[Selected excerpt]:
# NE204 Lab 1 Test Notebook - Data Cleaning

In [1]:
%load_ext autoreload
%autoreload 2
%matplotlib nbagg

import numpy as np
import matplotlib.pyplot as plt
import h5py

In [2]:
print('calibration')
f_name = '../data/calibration.h5'
f_data = h5py.File(f_name,'r')
calibration = f_data['raw_data'][()]
calibration_events = f_data['event_data'][()]
print(str(calibration.shape[0])+' events')

print('co + cs calibration')
f_name = '../data/cocs_calibration.h5'
f_data = h5py.File(f_name,'r')
co_cs = f_data['raw_data'][()]
co_cs_events = f_data['event_data'][()]
print(str(co_cs.shape[0])+' events')

print('ba calibration')
f_name = '../data/ba_calibration.h5'
f_data = h5py.File(f_name,'r')
ba = f_data['raw_data'][()]
ba_events = f_data['event_data'][()]
print(str(ba.shape[0])+' events')

[Assignment 1]: Echo back everything in the records from the start down to the line containing "box: [200, 558, 271, 606]", including that line, and leave the pictures out.
The data-cleaning notebook above and the records come from separate origins.

[Available data]:
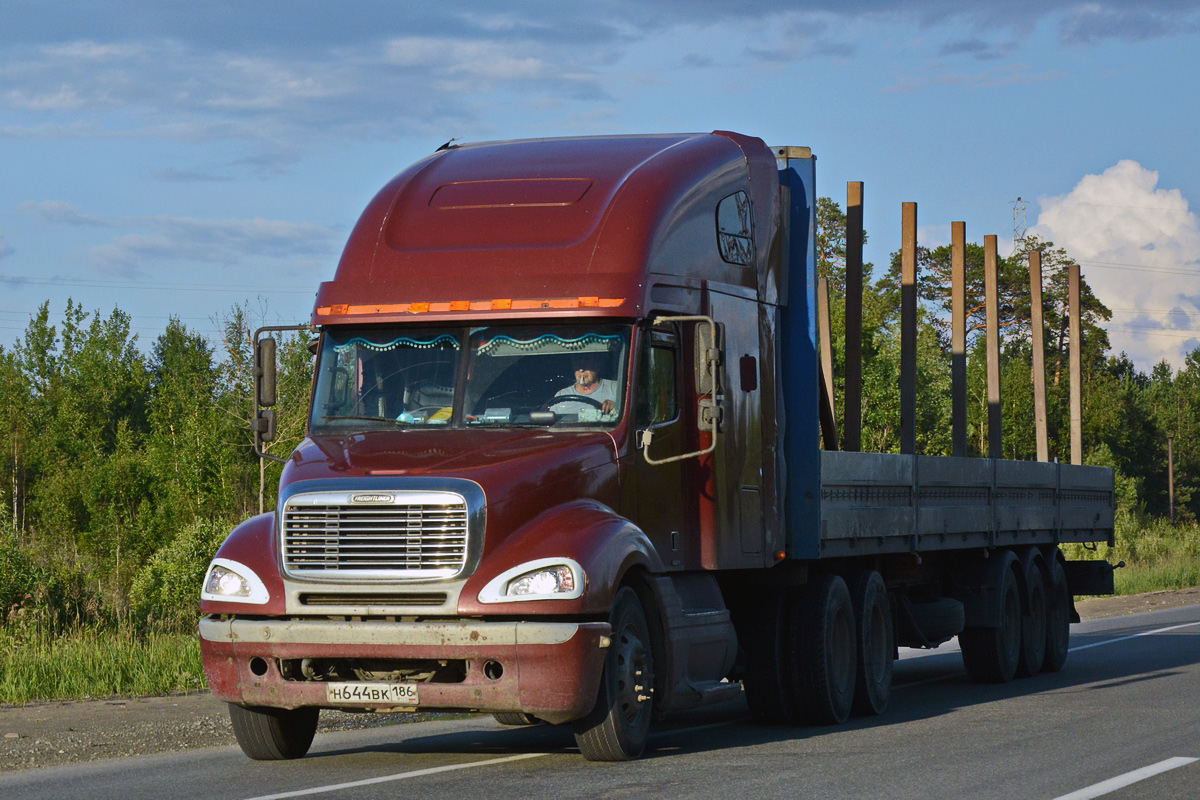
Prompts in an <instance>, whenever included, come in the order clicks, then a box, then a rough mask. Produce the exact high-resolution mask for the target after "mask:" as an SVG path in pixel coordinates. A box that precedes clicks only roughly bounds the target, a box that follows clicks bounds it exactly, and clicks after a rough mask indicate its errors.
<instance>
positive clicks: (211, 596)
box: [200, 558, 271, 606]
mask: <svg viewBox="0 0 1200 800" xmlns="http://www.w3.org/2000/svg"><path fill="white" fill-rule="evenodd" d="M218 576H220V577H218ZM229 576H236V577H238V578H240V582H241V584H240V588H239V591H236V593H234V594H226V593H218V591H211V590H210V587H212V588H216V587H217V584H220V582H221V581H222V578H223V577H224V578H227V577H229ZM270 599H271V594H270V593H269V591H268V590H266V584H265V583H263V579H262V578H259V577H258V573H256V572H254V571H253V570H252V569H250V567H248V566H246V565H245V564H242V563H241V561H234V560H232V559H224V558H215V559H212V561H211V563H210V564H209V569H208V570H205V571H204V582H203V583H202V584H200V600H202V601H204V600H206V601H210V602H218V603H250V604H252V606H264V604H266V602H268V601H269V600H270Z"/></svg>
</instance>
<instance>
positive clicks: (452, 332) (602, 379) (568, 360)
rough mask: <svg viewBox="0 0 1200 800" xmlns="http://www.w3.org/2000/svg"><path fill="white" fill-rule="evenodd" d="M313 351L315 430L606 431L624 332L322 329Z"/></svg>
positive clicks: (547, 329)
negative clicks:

[Assignment 2]: Carry on writing the data-cleaning notebook from the point where it stops.

[Response box 1]:
Prompts in an <instance>, whenever included, come in the order clicks, then a box, then a rough mask. Produce the exact high-resolution mask for the target after "mask:" as an SVG path in pixel coordinates. A box that precedes clicks only roughly bounds the target, a box that follows clicks bounds it exactly, and clicks after a rough mask indicate its errors.
<instance>
positive clicks: (211, 596)
box: [200, 558, 271, 606]

[Response box 2]:
calibration
914193 events
co + cs calibration
228751 events
ba calibration
85135 events


# Clean data
The event data timestamps show that the last several waveforms are repeated. This is a result of the data aquisition software - it seems that the buffer dumps the last data it collected at the end of the measurement. This represents a relatively small fraction of the data. To analyze the data, these repeated events must first be removed.

In [5]:
plt.figure()
plt.plot(calibration_events['timestamp'],label='Data')
plt.axvline(913017,c='tab:red',alpha=.5,label='rough cutoff of repeated events')
plt.legend()
plt.xlabel('Waveform Number')
plt.ylabel('Timestamp (clock cycles)')
plt.show()
plt.savefig('../figs/repeated_events_far.png')

<IPython.core.display.Javascript object>

In [4]:
plt.figure()
plt.plot(calibration_events['timestamp'],label='Data')
plt.axvline(913017,c='tab:red',alpha=.5,label='rough cutoff of repeated events')
plt.legend()
plt.xlim(911800,914200)
plt.ylim(1.495e11,1.505e11)
plt.xlabel('Waveform Number')
plt.ylabel('Timestamp (clock cycles)')
plt.show()
plt.savefig('../figs/repeated_events_close.png')

<IPython.core.display.Javascript object>

In [6]:
# find unique waveforms
unique_waves, index, counts = np.unique(calibration_events['timestamp'],return_index=True,return_counts=True)
calibration_events_cleaned = calibration_events[index]
calibration_cleaned = calibration[index]

In [7]:
repeated_indices = index[counts == 2]
unique_repeated_events = calibration_events[repeated_indices]
print('total events repeated',len(unique_repeated_events))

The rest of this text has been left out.